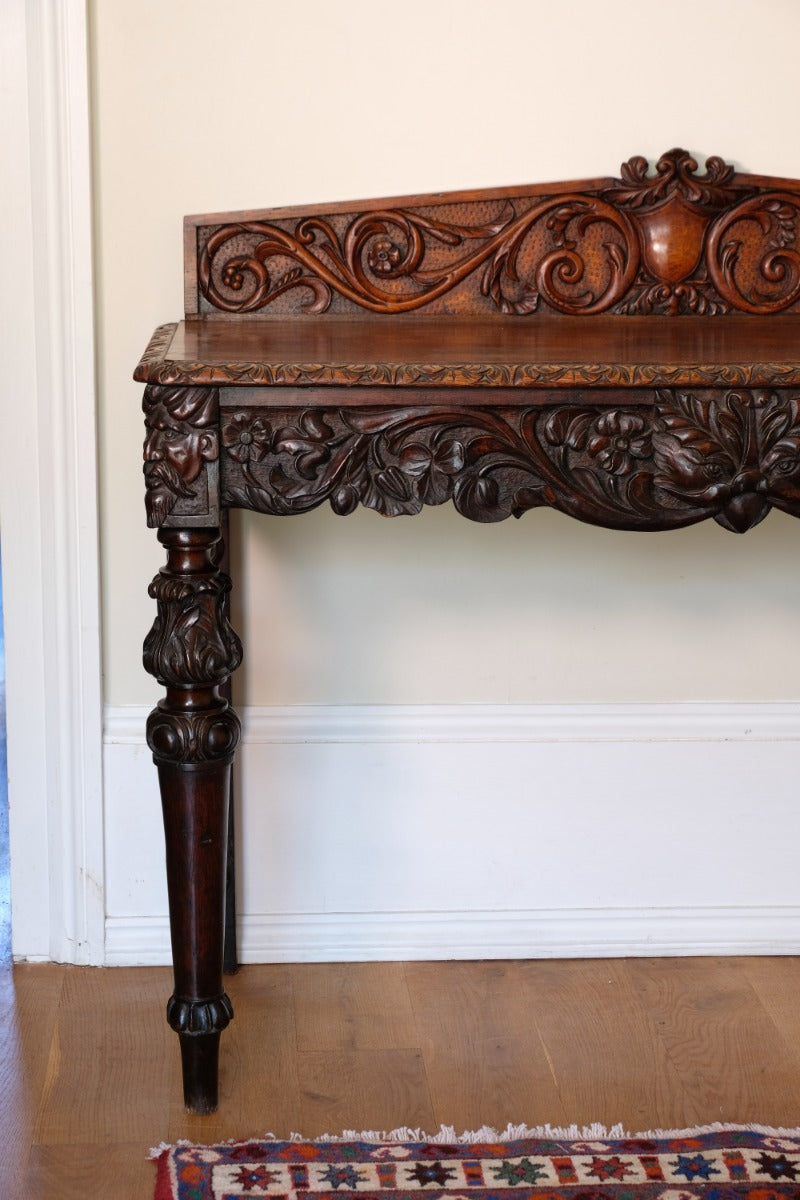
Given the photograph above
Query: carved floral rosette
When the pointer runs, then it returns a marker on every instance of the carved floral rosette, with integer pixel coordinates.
(672, 459)
(669, 241)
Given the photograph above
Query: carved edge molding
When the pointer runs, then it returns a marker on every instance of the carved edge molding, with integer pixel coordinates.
(437, 375)
(689, 456)
(674, 241)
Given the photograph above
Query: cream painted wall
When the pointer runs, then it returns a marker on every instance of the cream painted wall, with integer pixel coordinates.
(202, 106)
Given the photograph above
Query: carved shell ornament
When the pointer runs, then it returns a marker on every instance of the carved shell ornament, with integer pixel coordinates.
(669, 241)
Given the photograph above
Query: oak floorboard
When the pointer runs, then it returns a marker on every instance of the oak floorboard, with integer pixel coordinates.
(29, 1002)
(721, 1041)
(91, 1072)
(377, 1090)
(353, 1006)
(485, 1061)
(605, 1061)
(88, 1171)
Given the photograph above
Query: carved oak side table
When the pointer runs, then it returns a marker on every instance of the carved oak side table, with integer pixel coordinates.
(625, 351)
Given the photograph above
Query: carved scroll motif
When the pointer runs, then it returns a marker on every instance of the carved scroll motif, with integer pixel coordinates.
(684, 457)
(380, 261)
(669, 241)
(180, 455)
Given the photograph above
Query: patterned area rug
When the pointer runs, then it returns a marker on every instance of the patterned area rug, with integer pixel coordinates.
(715, 1163)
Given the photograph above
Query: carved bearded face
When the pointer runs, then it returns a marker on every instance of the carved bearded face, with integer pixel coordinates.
(178, 443)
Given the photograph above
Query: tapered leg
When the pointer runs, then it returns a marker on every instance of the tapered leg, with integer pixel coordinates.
(193, 735)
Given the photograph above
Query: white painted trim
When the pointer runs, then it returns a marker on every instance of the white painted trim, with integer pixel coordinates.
(48, 490)
(494, 723)
(553, 934)
(561, 931)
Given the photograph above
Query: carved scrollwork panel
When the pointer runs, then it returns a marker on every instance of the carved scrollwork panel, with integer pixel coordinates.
(179, 737)
(673, 240)
(199, 1017)
(686, 456)
(576, 252)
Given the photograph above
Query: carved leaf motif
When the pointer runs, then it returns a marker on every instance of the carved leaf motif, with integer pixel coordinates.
(687, 456)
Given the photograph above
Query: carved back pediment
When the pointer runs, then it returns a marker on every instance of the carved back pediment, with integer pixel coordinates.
(668, 240)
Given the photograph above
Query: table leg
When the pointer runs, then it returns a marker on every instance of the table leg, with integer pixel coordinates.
(193, 733)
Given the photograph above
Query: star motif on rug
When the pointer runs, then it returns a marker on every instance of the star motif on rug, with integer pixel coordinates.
(777, 1167)
(608, 1168)
(521, 1171)
(431, 1173)
(342, 1176)
(697, 1168)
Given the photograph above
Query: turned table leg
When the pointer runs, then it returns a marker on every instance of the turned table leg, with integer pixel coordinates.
(193, 733)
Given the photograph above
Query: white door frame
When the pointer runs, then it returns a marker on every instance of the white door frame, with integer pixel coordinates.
(48, 486)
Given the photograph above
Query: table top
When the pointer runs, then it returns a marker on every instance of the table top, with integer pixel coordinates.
(449, 352)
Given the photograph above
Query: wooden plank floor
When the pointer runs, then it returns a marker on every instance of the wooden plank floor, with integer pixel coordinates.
(89, 1072)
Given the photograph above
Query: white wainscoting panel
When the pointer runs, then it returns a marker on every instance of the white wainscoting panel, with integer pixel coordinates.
(483, 832)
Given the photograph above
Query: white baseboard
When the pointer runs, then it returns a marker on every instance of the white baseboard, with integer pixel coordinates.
(485, 832)
(405, 936)
(494, 723)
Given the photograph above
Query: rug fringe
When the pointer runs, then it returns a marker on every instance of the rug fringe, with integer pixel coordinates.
(447, 1135)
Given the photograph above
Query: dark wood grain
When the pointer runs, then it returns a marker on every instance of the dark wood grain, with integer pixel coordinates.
(447, 353)
(624, 349)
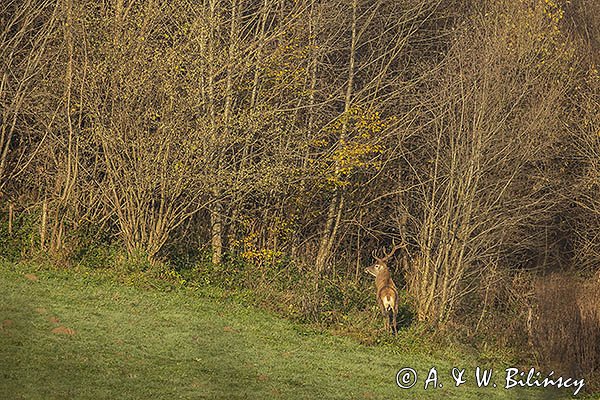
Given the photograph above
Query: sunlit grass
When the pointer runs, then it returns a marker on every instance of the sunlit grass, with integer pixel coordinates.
(121, 342)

- **TASK GOAL**
Repeat the full set of records exactly, and output no pictures.

- **ANSWER SECTION**
Given the photograph above
Query: carved floral rosette
When the pointer runs, then it returns a marker on every instance of the carved floral rosette, with integer pixel coordinates.
(672, 459)
(669, 241)
Given the photograph above
Query: carved edge molding
When the pointer runs, then it returns a marker on every instance of the carved edge molding, with integer pixel coordinates.
(437, 375)
(689, 456)
(674, 241)
Given the photograph above
Query: cream painted wall
When the pointer runs, then it returns a marker on every instance of the cream painted wall, with integer pixel coordinates.
(202, 106)
Given the photograph above
Query: carved shell ornament
When the pointer runs, then it returns a marker on every instance of the carved shell ornament, with integer pixel coordinates.
(669, 241)
Given the photograph above
Query: oak floorboard
When the pointer runs, then it returns a marker on every instance of the oak floorboard, with integer pixel coordinates.
(29, 1002)
(721, 1041)
(91, 1072)
(377, 1090)
(353, 1006)
(485, 1061)
(605, 1061)
(88, 1171)
Given the photograph above
Query: carved oak side table
When the pointer runs, then it returns a marker on every instance of the carved oak side table, with integer pixel coordinates.
(625, 351)
Given the photograph above
Query: carved scroll motif
When the pointer runs, then it returns a marker on every instance of the carved scroll motif, with integer pixel coordinates.
(684, 457)
(380, 261)
(669, 241)
(180, 455)
Given the photograph above
Query: patterned area rug
When the pointer runs, then it returns a marker on every instance of the patterned area rug, with integer pixel coordinates.
(715, 1163)
Given the photograph above
Query: carved bearded face
When the pointer runs, then it returns a marker on every instance of the carved bearded face, with integer pixel coordinates.
(178, 443)
Given the photograph above
Query: tapered leg
When the pointer runs, then it returns a marker on every instance of the tapered leg, with integer pixel coordinates.
(193, 735)
Given the photograph above
Query: white painted trim
When the pointer runs, then it returns a marker on every instance of the white painted trim, with integer pixel coordinates.
(48, 490)
(494, 723)
(553, 934)
(561, 931)
Given the photograph above
Query: carved scrollwork panel
When the pointer runs, then it returns a marker on every instance of the carved scrollwork panel, with integer pixel coordinates.
(179, 737)
(673, 240)
(199, 1017)
(686, 456)
(576, 252)
Given the photograph above
Query: carved leaf motif
When the pointer runs, then it returns a marker on every instance of the carved leaf motif, with integer pixel coordinates.
(687, 456)
Given the photograph above
Query: carved back pediment
When the pointer runs, then it returns a marker on every instance of the carved back pediment, with integer pixel coordinates.
(668, 240)
Given the photograph above
Query: table leg
When the pointer runs, then it returns a marker on every instance of the table leg, with integer pixel coordinates.
(193, 733)
Given the photograph above
Query: star motif on rug
When the pointer runs, then it returns a marker on every instance of the star motif on rug, with integer pixel coordinates.
(777, 1167)
(608, 1168)
(521, 1171)
(431, 1173)
(342, 1176)
(697, 1168)
Given the photograph above
Query: turned table leg
When the pointer runs, then it returns a marker on every instance of the turned table leg, with integer pixel coordinates.
(193, 733)
Given the photograph above
Query: white door frame
When the pointer runs, then it returns a marker on every instance of the white door frame, with integer pixel coordinates.
(48, 486)
Given the photograph above
Query: table top
When the pointer runs, then it returns a marker on every instance of the table top, with integer pixel coordinates.
(449, 352)
Given the photograph above
Query: wooden plank floor
When the pointer runs, then it returns a marker on every instance of the wooden plank floor, with integer pixel coordinates.
(89, 1072)
Given the photograph above
Query: white wainscoting panel
When the pointer runs, then it returns a marker on every instance of the white wainscoting panel, with integer pixel coordinates.
(483, 832)
Given the photograph above
Query: white baseboard
When the pointer runs, then it returns a marker on every instance of the white baseboard, with integer pixel coordinates.
(485, 832)
(405, 936)
(494, 723)
Given the photograph above
Query: rug fringe
When the pointer runs, then it returns a marker on every instance of the rug fringe, with integer pixel coordinates.
(447, 1135)
Given the photograph above
Query: dark wood grain
When the pointer runs, then it returns a marker on every instance of the dark wood grain, with integer pixel coordinates.
(447, 353)
(624, 349)
Given the photograph above
Query: sunlit grass
When the pointer runs, then it returns a marker on every instance of the sunlit grass, with integer pixel coordinates.
(121, 342)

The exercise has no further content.